Return the part of the Form 80 password thread from "## TheExpatriate (Feb" up to and including "PDF. Easy !", copied word for word.

### READING TEXT:
========================
# FORM 80 editing requiring password



## 538810 (May 27, 2014)

Hi guys

i was trying to merge my filled up form 80 and the scan copy of signature page using acrobat XI.. however noticed the form 80 while required password for using merge option... can anyone guide, how to proceed.. 

thanks in advance.

Rgds'
Gups


----------



## mithu93ku (May 30, 2013)

Unlock the form 80 using PDFUnlock! - Unlock secured PDF files online for free.


----------



## 538810 (May 27, 2014)

i had filled it completely.. will have to refill again... dont want to upload filled up form for unlocking 

any alternate dear ?

rgds
gurpreet



mithu93ku said:


> Unlock the form 80 using PDFUnlock! - Unlock secured PDF files online for free.


----------



## mithu93ku (May 30, 2013)

1.Use CutePDF :: Product :: CutePDF Writer to make new pdf file with your filled form 80. Choose print option . 
2. Merge it with your adobe acrobat xi


----------



## TheExpatriate (Feb 7, 2014)

GupsChaney said:


> i had filled it completely.. will have to refill again... dont want to upload filled up form for unlocking
> 
> any alternate dear ?
> 
> ...


print it all, sign the page, then scan it all into one PDF. Easy !


----------
========================
### LISTING:
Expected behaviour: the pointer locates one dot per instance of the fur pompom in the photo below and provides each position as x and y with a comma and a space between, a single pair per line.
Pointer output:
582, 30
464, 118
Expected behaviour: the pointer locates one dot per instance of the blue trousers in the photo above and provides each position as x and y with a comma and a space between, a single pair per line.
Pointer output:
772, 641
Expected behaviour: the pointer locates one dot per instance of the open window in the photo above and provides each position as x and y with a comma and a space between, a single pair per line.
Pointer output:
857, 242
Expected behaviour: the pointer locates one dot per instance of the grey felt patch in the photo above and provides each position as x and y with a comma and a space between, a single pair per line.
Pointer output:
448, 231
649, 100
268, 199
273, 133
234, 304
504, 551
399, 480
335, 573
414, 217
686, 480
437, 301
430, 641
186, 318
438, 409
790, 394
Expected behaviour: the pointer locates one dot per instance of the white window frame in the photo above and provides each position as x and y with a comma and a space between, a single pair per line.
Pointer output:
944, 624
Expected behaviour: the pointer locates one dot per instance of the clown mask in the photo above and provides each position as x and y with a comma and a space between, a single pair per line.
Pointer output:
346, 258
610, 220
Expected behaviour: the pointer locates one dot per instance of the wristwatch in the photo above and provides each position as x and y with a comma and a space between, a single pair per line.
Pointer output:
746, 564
========================
### TASK SOLUTION:
## TheExpatriate (Feb 7, 2014)

GupsChaney said:


> i had filled it completely.. will have to refill again... dont want to upload filled up form for unlocking
> 
> any alternate dear ?
> 
> ...


print it all, sign the page, then scan it all into one PDF. Easy !